What to work on
(A) In the board of directors passage, how many directors are best when starting out?
(B) Quote the board of directors passage from "Some are not" through "go above five.".
(C) Continue the post on dealing with a board of directors from its final sentence.
(Beginning of Passage)
Thursday, May 9, 2013
How to Deal with a Board of Directors
Now, if you've been in business long enough, you'd know you need a board of directors (as long as you have a corporation, nonprofit, LLC, etc.). However, putting together the right board of directors is best. Therefore, we need a standard, right? Hopefully the tips below will help outline that standard.
Now, if you have the right founding team, then part of your board should involve your founders (if you have more than one founder (not just yourself)). A bad board, even a couple of bad directors on that board, can be very toxic to your company and its culture. Company culture depends on stability, and when you lack a good board or lack stability on your board, your company will fail to have stability.
Some are not sure of the size of the board, but realistically a board should be proportional to its effectiveness, much like most committees. Three directors is best when you're starting out and usually good enough for a while. However, upgrading to five eventually is good. Having anymore than that, particularly for small businesses, is a bad idea. Unless you have an enterprise, where 7 is usually best, don't go above five.
(End of Passage)
(Beginning of Data extracts)
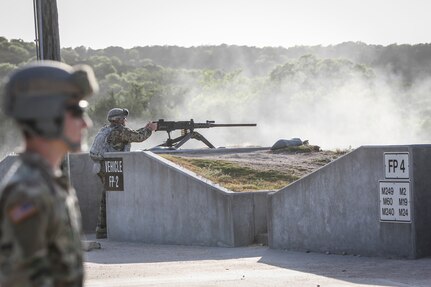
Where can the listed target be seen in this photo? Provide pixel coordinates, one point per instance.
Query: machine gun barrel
(187, 128)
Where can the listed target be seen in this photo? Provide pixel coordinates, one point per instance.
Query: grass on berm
(233, 176)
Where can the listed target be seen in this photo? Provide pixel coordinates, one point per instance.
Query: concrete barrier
(337, 208)
(165, 204)
(88, 189)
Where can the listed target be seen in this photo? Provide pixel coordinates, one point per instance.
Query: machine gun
(188, 131)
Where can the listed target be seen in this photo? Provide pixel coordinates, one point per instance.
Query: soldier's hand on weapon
(151, 126)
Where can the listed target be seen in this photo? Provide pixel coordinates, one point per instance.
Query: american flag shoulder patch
(22, 211)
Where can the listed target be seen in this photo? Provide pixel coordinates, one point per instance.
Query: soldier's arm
(25, 217)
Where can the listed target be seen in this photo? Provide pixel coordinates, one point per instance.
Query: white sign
(397, 165)
(395, 201)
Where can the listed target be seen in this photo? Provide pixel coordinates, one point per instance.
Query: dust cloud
(333, 114)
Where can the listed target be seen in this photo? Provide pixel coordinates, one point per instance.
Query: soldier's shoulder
(25, 179)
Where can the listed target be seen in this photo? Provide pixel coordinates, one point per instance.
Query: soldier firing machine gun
(188, 131)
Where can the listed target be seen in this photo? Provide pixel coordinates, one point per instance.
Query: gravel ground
(122, 264)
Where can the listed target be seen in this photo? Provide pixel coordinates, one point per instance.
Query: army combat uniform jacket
(40, 227)
(114, 138)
(End of Data extracts)
Replies
(A) Three directors.

(B)
Some are not sure of the size of the board, but realistically a board should be proportional to its effectiveness, much like most committees. Three directors is best when you're starting out and usually good enough for a while. However, upgrading to five eventually is good. Having anymore than that, particularly for small businesses, is a bad idea. Unless you have an enterprise, where 7 is usually best, don't go above five.

(C)
Many think that if you have a board size of five, chip it down to four eventually, when you find the one bad apple. If there are no bad apples, you did a good job creating the board.
Now, who's to be on the board? How about the chairperson (who should not be an executive, but more like an adviser. If it is any executive, the CEO would be only proper.), CEO, and CTO? The chairperson has the deciding vote and one who helps to manage the board so it's best.
If the CEO is also the chairperson, there may be a level of control over the company that could be overbearing and toxic. Since CEOs are great leaders, giving them too much power over the company can cause a takeover scheme, particularly if the CEO is not one of the founders. Many say that the only appropriate time that a CEO can be chairperson is when he/she is also a founder of the company. Let it stand as that, and let the risks go: find a good chairperson with great leadership skills.
The chairperson needs to be experienced and successful in the business you're involved in. Also important is that all board members having some kind of operating experience. Startup companies and small companies are roller coaster quite frequently, so if someone has run a company before, you should consider placing them on the board before anyone new to the game. The board of directors is meant to direct the CEO in what he/she is supposed to do (which is why they're called directors).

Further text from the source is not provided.